RECORDS SHOWN =>
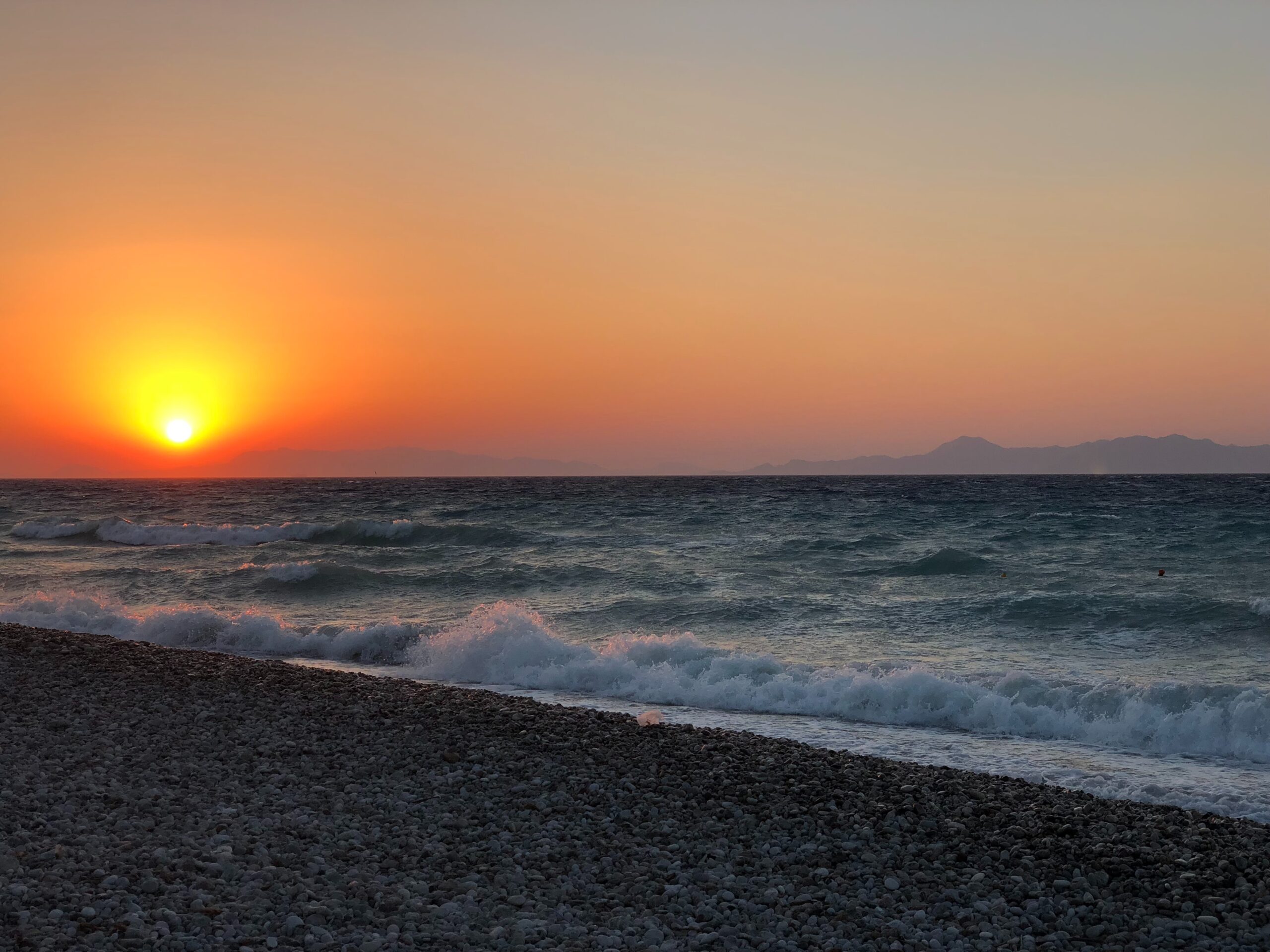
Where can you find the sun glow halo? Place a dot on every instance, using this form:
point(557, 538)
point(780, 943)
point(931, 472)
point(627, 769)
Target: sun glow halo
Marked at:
point(180, 431)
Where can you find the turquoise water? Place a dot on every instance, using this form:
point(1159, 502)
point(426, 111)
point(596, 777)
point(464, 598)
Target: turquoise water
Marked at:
point(1014, 624)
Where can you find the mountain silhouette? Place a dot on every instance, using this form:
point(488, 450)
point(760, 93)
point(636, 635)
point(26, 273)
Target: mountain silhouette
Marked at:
point(978, 456)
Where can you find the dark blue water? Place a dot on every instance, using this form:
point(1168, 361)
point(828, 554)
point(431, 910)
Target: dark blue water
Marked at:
point(1010, 611)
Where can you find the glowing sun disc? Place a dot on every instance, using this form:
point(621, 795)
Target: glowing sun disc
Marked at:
point(180, 431)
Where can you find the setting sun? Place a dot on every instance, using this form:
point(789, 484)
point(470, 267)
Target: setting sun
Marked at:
point(180, 431)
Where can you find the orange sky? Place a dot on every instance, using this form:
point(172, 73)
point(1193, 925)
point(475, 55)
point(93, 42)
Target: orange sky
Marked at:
point(635, 234)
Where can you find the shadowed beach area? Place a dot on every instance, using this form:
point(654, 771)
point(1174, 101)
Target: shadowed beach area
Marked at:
point(171, 799)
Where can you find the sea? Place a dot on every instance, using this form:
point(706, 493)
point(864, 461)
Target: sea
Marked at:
point(1108, 634)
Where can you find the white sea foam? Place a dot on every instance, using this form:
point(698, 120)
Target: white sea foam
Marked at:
point(243, 633)
point(286, 572)
point(508, 644)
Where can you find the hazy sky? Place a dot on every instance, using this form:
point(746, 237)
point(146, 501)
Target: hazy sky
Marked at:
point(631, 233)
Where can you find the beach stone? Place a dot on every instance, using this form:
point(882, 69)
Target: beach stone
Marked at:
point(267, 805)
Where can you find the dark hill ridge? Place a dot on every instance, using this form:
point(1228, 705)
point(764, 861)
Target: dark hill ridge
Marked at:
point(977, 456)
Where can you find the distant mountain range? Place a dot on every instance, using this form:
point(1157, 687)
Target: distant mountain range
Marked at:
point(397, 461)
point(977, 456)
point(962, 456)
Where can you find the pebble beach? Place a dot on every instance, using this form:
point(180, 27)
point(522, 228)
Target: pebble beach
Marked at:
point(167, 799)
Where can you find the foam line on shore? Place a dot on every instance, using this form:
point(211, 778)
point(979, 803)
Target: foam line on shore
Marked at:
point(509, 644)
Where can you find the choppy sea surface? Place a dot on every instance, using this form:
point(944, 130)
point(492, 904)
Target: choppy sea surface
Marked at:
point(1008, 625)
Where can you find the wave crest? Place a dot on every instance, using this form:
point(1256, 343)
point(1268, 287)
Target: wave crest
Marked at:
point(945, 561)
point(508, 644)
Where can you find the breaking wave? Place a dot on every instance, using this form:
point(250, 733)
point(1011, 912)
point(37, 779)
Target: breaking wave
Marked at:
point(508, 644)
point(352, 532)
point(945, 561)
point(304, 572)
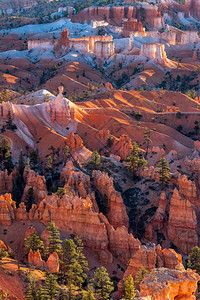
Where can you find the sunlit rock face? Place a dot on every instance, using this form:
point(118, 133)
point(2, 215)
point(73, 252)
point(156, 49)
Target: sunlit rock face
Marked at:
point(59, 109)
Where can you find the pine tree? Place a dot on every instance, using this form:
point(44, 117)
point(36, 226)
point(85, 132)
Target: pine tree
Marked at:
point(147, 139)
point(88, 295)
point(33, 242)
point(21, 164)
point(9, 122)
point(75, 264)
point(102, 284)
point(61, 192)
point(129, 288)
point(32, 291)
point(5, 155)
point(194, 259)
point(3, 253)
point(54, 238)
point(50, 290)
point(164, 171)
point(30, 199)
point(95, 158)
point(134, 162)
point(66, 153)
point(140, 276)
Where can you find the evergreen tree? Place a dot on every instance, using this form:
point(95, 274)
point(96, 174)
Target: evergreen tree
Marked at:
point(5, 155)
point(129, 288)
point(9, 122)
point(134, 161)
point(3, 253)
point(147, 139)
point(50, 290)
point(194, 259)
point(33, 242)
point(61, 192)
point(95, 158)
point(164, 171)
point(88, 295)
point(35, 161)
point(140, 276)
point(75, 264)
point(21, 164)
point(66, 153)
point(102, 284)
point(32, 290)
point(30, 199)
point(54, 238)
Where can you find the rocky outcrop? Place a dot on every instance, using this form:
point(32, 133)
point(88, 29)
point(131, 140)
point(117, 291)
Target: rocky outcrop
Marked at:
point(150, 172)
point(21, 214)
point(122, 244)
point(154, 51)
point(34, 258)
point(164, 283)
point(38, 183)
point(75, 180)
point(116, 209)
point(115, 15)
point(182, 224)
point(7, 210)
point(157, 222)
point(150, 257)
point(74, 141)
point(59, 109)
point(6, 182)
point(75, 215)
point(31, 229)
point(52, 263)
point(187, 188)
point(122, 147)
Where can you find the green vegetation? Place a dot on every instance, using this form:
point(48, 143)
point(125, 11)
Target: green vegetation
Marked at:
point(33, 242)
point(135, 162)
point(54, 239)
point(164, 171)
point(194, 259)
point(101, 284)
point(140, 276)
point(129, 288)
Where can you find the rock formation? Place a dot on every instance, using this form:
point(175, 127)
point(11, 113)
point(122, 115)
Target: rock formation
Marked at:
point(75, 180)
point(150, 257)
point(74, 141)
point(182, 224)
point(59, 109)
point(38, 183)
point(116, 213)
point(100, 45)
point(122, 147)
point(7, 210)
point(164, 283)
point(150, 172)
point(52, 263)
point(157, 222)
point(154, 51)
point(116, 14)
point(6, 182)
point(187, 188)
point(34, 258)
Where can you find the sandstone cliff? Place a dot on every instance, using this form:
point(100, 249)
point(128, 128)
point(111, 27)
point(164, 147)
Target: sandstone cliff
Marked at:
point(116, 214)
point(182, 224)
point(38, 183)
point(164, 284)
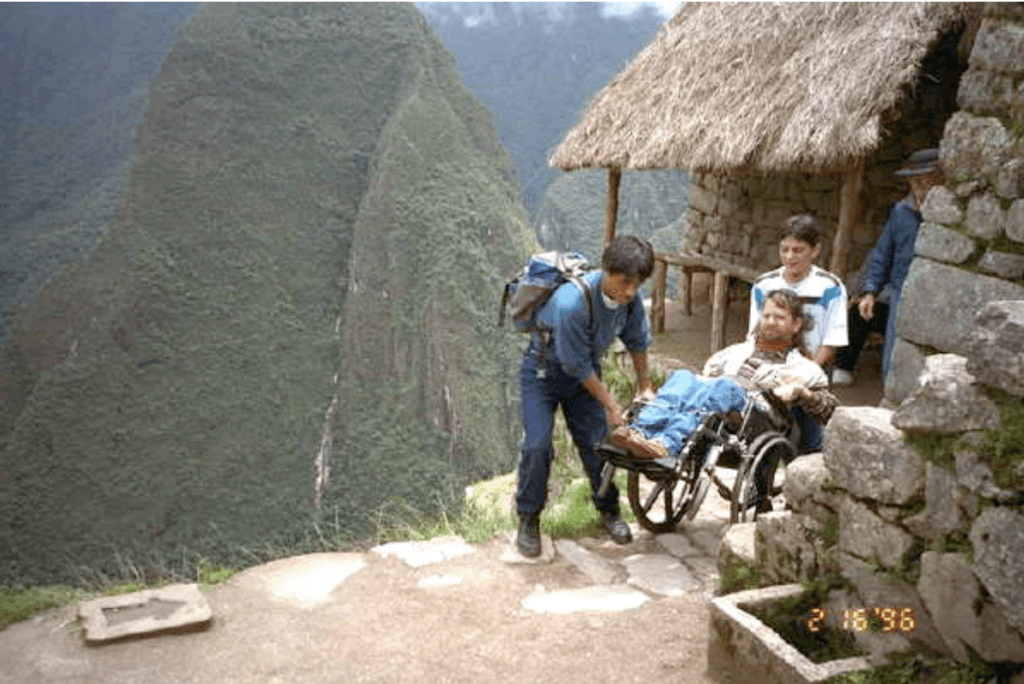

INSTRUCTIONS TO FOLLOW =>
Reproduce the lines from the line with "Where can you find the glowing" to the line with "point(635, 234)", replacing "setting sun" with "sinking sun" and leaving everything else unchanged.

ANSWER TO THIS EXERCISE =>
Where can you find the glowing sun disc? Place a dot on every instance, using this form:
point(621, 795)
Target: glowing sun disc
Marked at:
point(180, 431)
Where can you find the sinking sun? Place a dot on every instance, using this form:
point(789, 484)
point(470, 267)
Target: sinking sun
Marked at:
point(180, 431)
Where can you find the orange sky? Place a dot on every instance, using this form:
point(172, 73)
point(1193, 925)
point(475, 55)
point(93, 42)
Target: orange sky
Marked at:
point(635, 234)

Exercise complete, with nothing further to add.